### RECORDS TO USE
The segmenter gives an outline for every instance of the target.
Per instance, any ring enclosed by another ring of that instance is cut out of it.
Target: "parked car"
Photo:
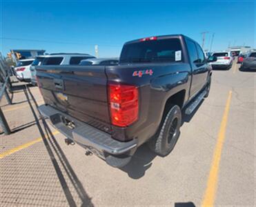
[[[95,57],[81,53],[52,53],[45,57],[41,65],[79,65],[81,60],[89,58],[95,58]]]
[[[118,58],[93,58],[81,60],[81,66],[116,66],[118,64]]]
[[[30,66],[35,59],[19,60],[14,68],[15,76],[20,81],[30,82]]]
[[[233,57],[231,52],[215,52],[213,56],[217,57],[217,61],[211,63],[213,69],[229,69],[232,67]]]
[[[166,156],[179,136],[182,113],[209,95],[212,70],[204,52],[184,35],[126,43],[118,66],[38,66],[43,117],[114,167],[141,144]],[[200,72],[198,72],[200,71]]]
[[[242,63],[244,61],[244,58],[246,58],[247,53],[240,53],[237,57],[237,63]]]
[[[36,79],[36,68],[35,66],[41,66],[42,61],[45,59],[46,56],[44,55],[40,55],[36,57],[35,59],[33,61],[33,62],[31,64],[30,66],[30,72],[31,72],[31,83],[33,86],[37,85],[37,79]]]
[[[256,51],[250,52],[244,58],[240,70],[256,70]]]

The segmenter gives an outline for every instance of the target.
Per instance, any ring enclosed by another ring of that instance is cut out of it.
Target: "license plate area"
[[[61,122],[70,129],[74,129],[75,128],[75,124],[73,121],[70,120],[66,117],[61,116],[60,118]]]

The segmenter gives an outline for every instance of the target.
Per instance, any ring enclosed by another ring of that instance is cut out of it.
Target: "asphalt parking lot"
[[[14,87],[1,105],[10,135],[0,136],[0,206],[255,206],[255,72],[214,70],[210,96],[171,154],[141,146],[121,169],[40,119],[37,87]]]

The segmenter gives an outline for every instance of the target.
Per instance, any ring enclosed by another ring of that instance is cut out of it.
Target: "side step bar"
[[[189,115],[194,111],[197,106],[201,103],[201,100],[203,100],[206,92],[206,90],[204,90],[200,93],[200,95],[199,95],[197,97],[195,97],[194,100],[192,101],[191,103],[187,107],[185,110],[186,115]]]

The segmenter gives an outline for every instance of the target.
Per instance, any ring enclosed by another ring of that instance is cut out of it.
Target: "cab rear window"
[[[63,57],[50,57],[43,60],[43,66],[57,66],[60,65],[63,60]]]
[[[176,62],[182,56],[179,39],[157,39],[124,45],[119,63]]]
[[[215,57],[228,57],[228,52],[213,53],[213,56],[215,56]]]

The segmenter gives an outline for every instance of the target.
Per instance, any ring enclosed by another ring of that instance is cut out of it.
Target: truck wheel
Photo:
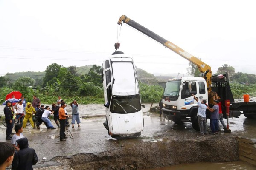
[[[200,131],[200,128],[199,128],[199,125],[198,124],[198,122],[196,121],[197,122],[192,122],[192,127],[197,131]]]
[[[197,113],[194,114],[191,119],[192,119],[192,127],[197,131],[200,131],[199,128],[199,124],[198,124],[198,117],[197,116]]]
[[[173,122],[174,122],[174,123],[178,125],[182,125],[184,123],[184,121],[183,121],[181,120],[179,120],[175,121],[174,121]]]
[[[254,115],[250,114],[250,113],[246,113],[244,111],[244,116],[249,119],[255,119],[256,118],[256,116]]]

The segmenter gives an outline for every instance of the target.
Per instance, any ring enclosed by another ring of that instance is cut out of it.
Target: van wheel
[[[108,130],[108,134],[109,135],[109,129],[108,129],[108,121],[105,121],[105,122],[103,122],[103,125],[104,125],[104,127],[105,127],[106,129],[107,129],[107,130]]]

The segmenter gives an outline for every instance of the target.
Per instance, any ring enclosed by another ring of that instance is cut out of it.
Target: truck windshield
[[[178,96],[180,87],[180,81],[167,82],[163,92],[163,95],[171,97]]]
[[[113,96],[110,108],[112,113],[131,113],[141,109],[140,94],[129,96]]]

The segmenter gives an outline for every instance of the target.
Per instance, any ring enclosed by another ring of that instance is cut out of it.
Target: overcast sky
[[[0,0],[0,76],[96,64],[119,51],[155,74],[186,74],[189,62],[126,24],[125,15],[212,67],[256,74],[253,0]]]

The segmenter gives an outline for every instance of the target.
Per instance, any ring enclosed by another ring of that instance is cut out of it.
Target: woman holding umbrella
[[[7,100],[6,102],[6,107],[3,109],[3,112],[6,116],[5,121],[6,123],[6,140],[12,139],[12,136],[11,134],[12,133],[12,122],[13,119],[12,119],[12,110],[10,107],[12,105],[12,103],[9,100]]]

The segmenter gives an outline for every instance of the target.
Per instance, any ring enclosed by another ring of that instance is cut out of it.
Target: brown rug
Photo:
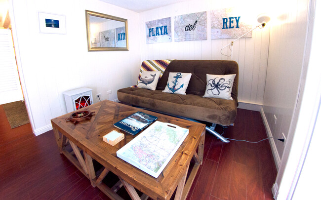
[[[30,122],[24,102],[15,101],[3,104],[2,107],[11,128]]]

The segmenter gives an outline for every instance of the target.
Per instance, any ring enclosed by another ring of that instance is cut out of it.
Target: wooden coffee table
[[[80,111],[83,110],[95,114],[90,120],[76,125],[65,120],[70,113],[51,120],[51,123],[60,153],[90,180],[93,187],[98,187],[110,198],[115,200],[122,199],[116,192],[123,186],[133,200],[147,199],[148,197],[155,200],[169,200],[176,188],[175,199],[186,198],[203,160],[204,124],[107,100]],[[120,131],[114,126],[114,123],[137,111],[157,116],[160,121],[189,129],[183,144],[157,178],[117,157],[116,152],[134,136],[125,134],[125,139],[115,146],[103,141],[102,137],[112,130]],[[192,159],[194,161],[191,162]],[[102,167],[95,169],[93,160]],[[190,165],[192,170],[189,171]],[[120,180],[114,186],[109,187],[102,181],[111,172]],[[135,188],[143,193],[141,197]]]

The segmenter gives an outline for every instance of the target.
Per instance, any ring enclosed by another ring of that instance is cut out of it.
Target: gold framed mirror
[[[85,11],[88,51],[128,50],[127,19]]]

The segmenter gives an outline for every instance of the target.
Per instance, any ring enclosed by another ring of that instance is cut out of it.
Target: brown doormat
[[[24,102],[15,101],[3,104],[2,107],[11,128],[30,122]]]

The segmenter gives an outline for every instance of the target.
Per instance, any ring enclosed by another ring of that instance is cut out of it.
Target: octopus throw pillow
[[[203,97],[233,100],[231,96],[236,74],[214,75],[206,74],[206,88]]]
[[[137,87],[155,90],[160,75],[160,71],[143,71],[138,81]]]
[[[162,91],[171,94],[186,94],[185,91],[191,76],[191,73],[170,72],[167,84]]]

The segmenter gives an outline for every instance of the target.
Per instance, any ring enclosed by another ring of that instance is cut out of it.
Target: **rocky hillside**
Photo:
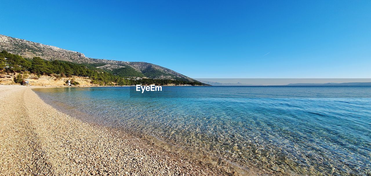
[[[49,61],[60,60],[89,64],[123,76],[197,81],[170,69],[150,63],[89,58],[76,51],[0,35],[0,50],[3,50],[30,58],[39,56]]]

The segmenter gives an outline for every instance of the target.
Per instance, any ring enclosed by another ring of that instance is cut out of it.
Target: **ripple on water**
[[[92,115],[85,120],[129,128],[243,166],[310,175],[371,175],[371,96],[349,98],[371,88],[260,87],[166,88],[182,95],[199,91],[198,98],[130,98],[125,87],[36,92],[54,105]],[[255,97],[226,94],[226,88]],[[301,91],[311,93],[298,98]],[[331,97],[307,95],[326,91]],[[292,92],[299,93],[285,97]],[[202,98],[211,95],[223,98]]]

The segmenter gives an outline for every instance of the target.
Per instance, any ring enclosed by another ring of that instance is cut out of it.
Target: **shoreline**
[[[50,87],[0,86],[0,175],[268,175],[204,154],[185,156],[190,152],[154,137],[83,122],[32,90]]]

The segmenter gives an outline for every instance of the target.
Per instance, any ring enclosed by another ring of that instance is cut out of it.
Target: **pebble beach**
[[[44,102],[36,87],[0,86],[0,175],[265,175],[83,122]]]

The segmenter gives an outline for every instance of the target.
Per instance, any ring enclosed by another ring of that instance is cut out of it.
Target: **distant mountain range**
[[[198,82],[168,68],[149,63],[90,58],[76,51],[0,35],[0,51],[3,50],[29,58],[39,56],[48,61],[89,64],[122,76]]]
[[[283,86],[371,86],[371,82],[344,82],[342,83],[329,83],[324,84],[295,83],[289,84]]]
[[[209,85],[215,86],[253,86],[263,85],[262,84],[243,84],[240,82],[237,83],[221,83],[218,82],[213,82],[207,81],[198,80],[199,81]]]

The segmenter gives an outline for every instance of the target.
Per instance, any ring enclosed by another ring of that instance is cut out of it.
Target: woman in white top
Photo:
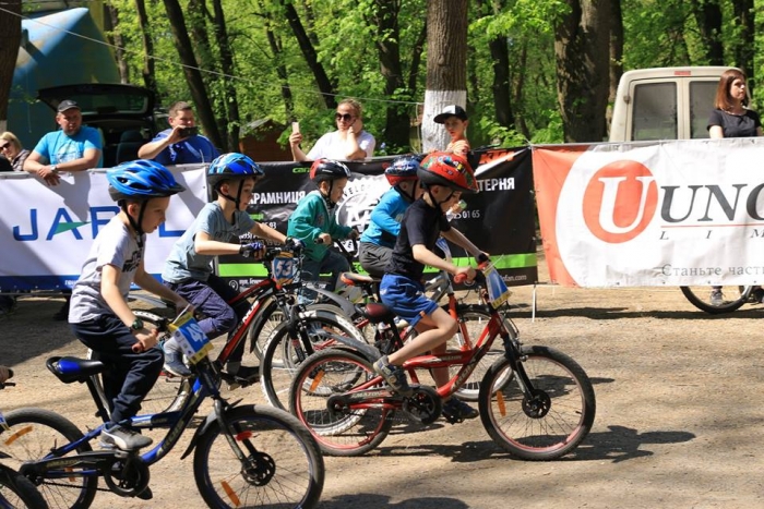
[[[300,148],[302,134],[299,131],[293,132],[289,136],[293,159],[363,160],[373,156],[377,142],[374,136],[363,131],[360,102],[355,99],[343,100],[337,105],[334,120],[337,130],[321,136],[307,155]]]

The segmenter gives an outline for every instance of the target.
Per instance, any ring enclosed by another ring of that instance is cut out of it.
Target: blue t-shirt
[[[60,165],[85,157],[85,150],[94,148],[102,150],[100,133],[97,129],[83,125],[73,136],[67,135],[63,131],[48,133],[37,142],[35,150],[48,160],[49,165]],[[98,166],[104,165],[103,152],[98,158]]]
[[[254,220],[246,211],[235,211],[231,225],[226,220],[217,202],[206,204],[189,229],[186,230],[186,233],[172,246],[167,262],[165,262],[162,279],[175,283],[189,279],[206,281],[213,271],[212,262],[215,259],[215,255],[196,253],[194,249],[196,233],[203,231],[214,241],[228,242],[232,235],[242,235],[253,227]]]
[[[157,142],[164,140],[169,136],[171,132],[171,129],[166,129],[154,136],[152,141]],[[220,153],[217,152],[217,148],[215,148],[208,138],[196,134],[182,142],[168,145],[164,150],[157,154],[154,160],[165,166],[190,165],[193,162],[212,162],[212,160],[219,155]]]
[[[361,242],[392,250],[401,232],[401,220],[409,205],[410,202],[404,198],[395,187],[384,193],[371,211],[371,221],[363,230]]]

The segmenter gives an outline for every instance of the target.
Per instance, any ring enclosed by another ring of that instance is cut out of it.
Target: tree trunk
[[[239,117],[239,101],[236,96],[236,86],[230,76],[236,75],[234,69],[234,53],[230,49],[228,31],[226,28],[226,16],[223,13],[220,0],[213,0],[215,13],[215,38],[220,48],[220,69],[223,70],[223,89],[226,108],[226,119],[228,120],[225,133],[227,134],[226,152],[239,150],[239,132],[241,131],[241,119]]]
[[[566,0],[554,27],[557,95],[565,142],[601,142],[609,87],[610,0]]]
[[[608,108],[605,113],[605,128],[610,134],[612,122],[612,105],[616,104],[618,82],[623,75],[623,15],[621,0],[610,2],[610,87],[608,92]]]
[[[427,2],[427,90],[422,149],[444,149],[449,134],[432,121],[447,105],[467,104],[467,3]]]
[[[313,47],[312,43],[310,41],[310,38],[308,37],[308,34],[305,31],[305,27],[302,26],[302,22],[300,21],[300,16],[295,10],[295,5],[293,5],[291,2],[287,2],[286,0],[280,0],[280,3],[286,12],[286,19],[289,22],[291,32],[295,34],[295,38],[297,38],[297,44],[299,45],[300,50],[302,51],[302,56],[305,57],[306,62],[308,62],[308,66],[313,73],[313,77],[315,78],[315,83],[319,86],[319,90],[321,90],[326,108],[336,108],[337,101],[335,99],[335,86],[330,81],[326,71],[324,71],[323,65],[321,65],[321,62],[319,62],[319,57],[315,53],[315,48]]]
[[[148,27],[148,15],[146,14],[146,3],[144,0],[135,0],[135,11],[138,12],[138,24],[141,28],[141,40],[143,41],[143,85],[152,90],[157,100],[159,97],[159,88],[156,85],[156,74],[154,73],[154,39],[152,39],[151,28]]]
[[[377,26],[377,50],[380,58],[380,72],[384,78],[384,96],[408,99],[404,89],[403,65],[401,63],[401,29],[398,24],[399,1],[377,0],[374,24]],[[410,118],[407,107],[390,102],[384,125],[384,143],[398,149],[410,145]]]
[[[106,31],[106,38],[115,47],[115,58],[117,59],[117,69],[119,70],[119,81],[120,83],[130,83],[130,68],[128,66],[128,61],[124,58],[124,39],[122,35],[117,29],[119,25],[119,11],[116,7],[110,3],[106,4],[106,16],[104,16],[104,23]]]
[[[165,10],[167,11],[167,19],[170,23],[170,31],[172,32],[172,39],[175,40],[175,47],[178,50],[180,63],[183,65],[183,74],[189,90],[191,92],[191,98],[194,102],[196,114],[204,126],[204,134],[207,135],[213,145],[222,147],[223,138],[217,129],[217,123],[215,122],[215,113],[210,104],[210,96],[204,87],[202,74],[196,66],[196,59],[191,49],[191,39],[189,38],[189,32],[186,27],[183,11],[180,9],[178,0],[164,0],[164,2]]]
[[[8,99],[21,45],[21,0],[5,0],[0,15],[0,132],[8,126]],[[15,14],[15,15],[14,15]]]

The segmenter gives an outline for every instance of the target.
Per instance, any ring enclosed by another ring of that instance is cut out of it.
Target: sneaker
[[[67,302],[63,303],[61,308],[53,314],[53,319],[56,322],[63,322],[69,319],[69,302],[71,296],[67,295]]]
[[[154,440],[144,437],[138,432],[115,424],[114,426],[104,425],[104,431],[100,433],[100,444],[109,447],[114,446],[121,450],[134,450],[150,446]]]
[[[183,363],[183,356],[177,350],[165,351],[165,371],[182,378],[192,375],[191,369]]]
[[[475,419],[480,415],[477,410],[456,398],[443,402],[442,414],[450,423],[461,423],[465,419]]]
[[[401,396],[408,397],[414,393],[414,389],[408,385],[408,380],[406,380],[406,372],[404,372],[401,366],[390,364],[390,362],[387,362],[387,355],[382,355],[374,363],[374,373],[384,378],[387,385]]]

### EXERCISE AIM
How many lines in the records contain the word "wheel"? Reply with the number only.

### OUTPUT FOR THIS TASK
2